Goal:
Please copy every one of the rows below again, unchanged.

Records:

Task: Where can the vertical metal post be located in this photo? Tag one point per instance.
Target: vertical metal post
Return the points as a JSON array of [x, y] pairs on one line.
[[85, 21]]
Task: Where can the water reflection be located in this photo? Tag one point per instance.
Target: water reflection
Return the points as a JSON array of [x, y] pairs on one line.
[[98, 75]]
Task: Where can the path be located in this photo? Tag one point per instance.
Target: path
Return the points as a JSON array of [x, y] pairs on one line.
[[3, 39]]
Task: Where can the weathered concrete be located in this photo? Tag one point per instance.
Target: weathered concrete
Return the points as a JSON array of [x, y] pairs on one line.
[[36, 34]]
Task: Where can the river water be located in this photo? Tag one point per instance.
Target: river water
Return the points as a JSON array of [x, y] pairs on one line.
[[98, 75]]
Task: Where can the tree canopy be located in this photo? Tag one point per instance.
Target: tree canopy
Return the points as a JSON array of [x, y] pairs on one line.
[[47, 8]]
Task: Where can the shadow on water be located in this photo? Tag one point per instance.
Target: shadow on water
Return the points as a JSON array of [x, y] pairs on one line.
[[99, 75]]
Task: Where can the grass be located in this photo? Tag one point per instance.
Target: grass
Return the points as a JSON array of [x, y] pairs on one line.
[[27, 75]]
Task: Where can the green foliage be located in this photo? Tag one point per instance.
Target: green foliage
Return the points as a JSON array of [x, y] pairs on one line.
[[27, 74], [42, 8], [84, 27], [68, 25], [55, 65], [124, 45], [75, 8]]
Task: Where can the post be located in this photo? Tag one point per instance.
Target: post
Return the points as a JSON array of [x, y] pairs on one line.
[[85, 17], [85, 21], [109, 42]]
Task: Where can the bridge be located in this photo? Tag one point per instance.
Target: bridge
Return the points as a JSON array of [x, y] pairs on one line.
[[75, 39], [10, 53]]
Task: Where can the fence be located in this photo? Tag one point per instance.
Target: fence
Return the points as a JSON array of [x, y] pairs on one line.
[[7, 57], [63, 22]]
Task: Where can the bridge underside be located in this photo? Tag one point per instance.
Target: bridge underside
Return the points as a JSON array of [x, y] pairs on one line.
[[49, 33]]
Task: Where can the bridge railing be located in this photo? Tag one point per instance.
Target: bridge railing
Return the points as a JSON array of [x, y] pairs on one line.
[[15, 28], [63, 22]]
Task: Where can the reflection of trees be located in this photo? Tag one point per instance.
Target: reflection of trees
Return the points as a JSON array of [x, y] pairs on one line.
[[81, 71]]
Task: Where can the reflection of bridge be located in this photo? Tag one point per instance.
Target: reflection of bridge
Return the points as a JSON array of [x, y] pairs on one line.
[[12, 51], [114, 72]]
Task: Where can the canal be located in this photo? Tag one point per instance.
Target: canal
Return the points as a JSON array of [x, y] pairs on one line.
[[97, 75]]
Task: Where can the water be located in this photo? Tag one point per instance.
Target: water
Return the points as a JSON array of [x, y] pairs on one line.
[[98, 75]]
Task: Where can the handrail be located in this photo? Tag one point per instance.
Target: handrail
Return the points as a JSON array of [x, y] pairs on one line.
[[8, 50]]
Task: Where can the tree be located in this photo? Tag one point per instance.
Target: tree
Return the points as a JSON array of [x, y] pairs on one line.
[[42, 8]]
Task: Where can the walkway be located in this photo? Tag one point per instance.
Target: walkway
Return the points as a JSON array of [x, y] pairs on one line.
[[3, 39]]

Task response:
Task: Where can the vertical metal post be located in this photo? Tag one point per instance.
Target: vertical metal post
Return the points as a JSON array of [x, y] pairs on one line.
[[85, 21]]
Task: Where can the water reflection be located in this photo? Tag one point per instance.
Target: water reflection
Return the points as a JSON array of [x, y] pairs on one line.
[[98, 75]]
Task: Where can the path be located in this photo? Tag one point per instance.
Target: path
Return the points as a JSON array of [x, y] pairs on one line.
[[3, 39]]
Task: Where can the weathered concrete be located in this photo? Tag one point per instance.
Target: weathered concrete
Return the points as a JSON array of [x, y] pairs on one line.
[[36, 34]]
Task: Where can the river water be located in this photo? Tag one point per instance.
Target: river water
Return the points as a JSON array of [x, y] pairs on one line.
[[98, 75]]
Task: Where can the tree canopy be located in this photo? Tag one point per instance.
Target: tree canopy
Return the points as a JSON array of [x, y] pairs on one line.
[[47, 8]]
Task: Where can the shadow on water be located in this photo? Tag one point per instance.
Target: shadow on water
Return the points as a JSON array of [x, y] pairs on one line.
[[99, 75]]
Task: Where can the grass be located in this photo? Tag one point per instance.
Target: grass
Return the points as a JSON array of [x, y] pairs on one line.
[[27, 75]]
Task: Where can the green foliage be located in this photo? Tag one point per instance.
Target: green foliage
Return the points as a JSON array of [x, y] pairs on one line.
[[27, 74], [42, 8], [84, 27], [68, 25], [55, 65], [124, 45], [75, 8]]
Task: Where can the post be located in this photo? Tag one point per instance.
Target: post
Return the points as a JSON array of [x, y] pairs on one line.
[[85, 17], [85, 21], [109, 42]]
Task: Where can the bridge be located in this photo? Tag one point per instance.
Target: bridge
Return the points as a JSON array of [x, y] pairs on one line.
[[75, 39], [10, 53]]
Task: Where can the fence be located in this photo? Tag one point per instance.
Target: fence
Return the points as a JSON array of [x, y] pairs on one line.
[[7, 57], [63, 22]]
Task: Where can the bridge underside be located in this photo? Tag one point per instance.
Target: bridge underside
Return the points as a JSON array of [x, y] pairs on one line.
[[49, 33]]
Task: Where can the bridge railing be located in this photo? Tag one point per instance.
Target: bridge railing
Return the points as a JSON array of [x, y] pairs on one line.
[[15, 28], [63, 22]]
Task: Where can the reflection of trees be located in this photo? Tag one point per instance.
Target: reflection of trees
Return the points as a JSON array of [x, y] pairs on one line.
[[81, 71]]
Task: Where can the reflection of bridge be located in this photo? Tag one point per instance.
Target: reflection of bridge
Return the points as a JSON array of [x, y] pairs on one line.
[[12, 51], [114, 72]]
Task: Where can the canal be located in this photo? Tag one point per instance.
Target: canal
Return the points as a JSON array of [x, y] pairs on one line.
[[97, 75]]
Task: Where can the water be located in this photo? Tag one point per instance.
Target: water
Return the points as a JSON array of [x, y] pairs on one line.
[[98, 75]]
Task: Where can the handrail be located in this photo? Tag one point per instance.
Target: handrail
Return the points as a JSON array of [x, y] pairs on one line.
[[8, 50]]
Task: Where can the tree be located in this photo? Tag one point per instance.
Target: tree
Return the points as a JSON array of [x, y] pairs on one line.
[[42, 8]]
Task: Where can the walkway be located in this photo? Tag one point per instance.
Target: walkway
Return the points as a JSON array of [x, y] pairs on one line.
[[3, 39]]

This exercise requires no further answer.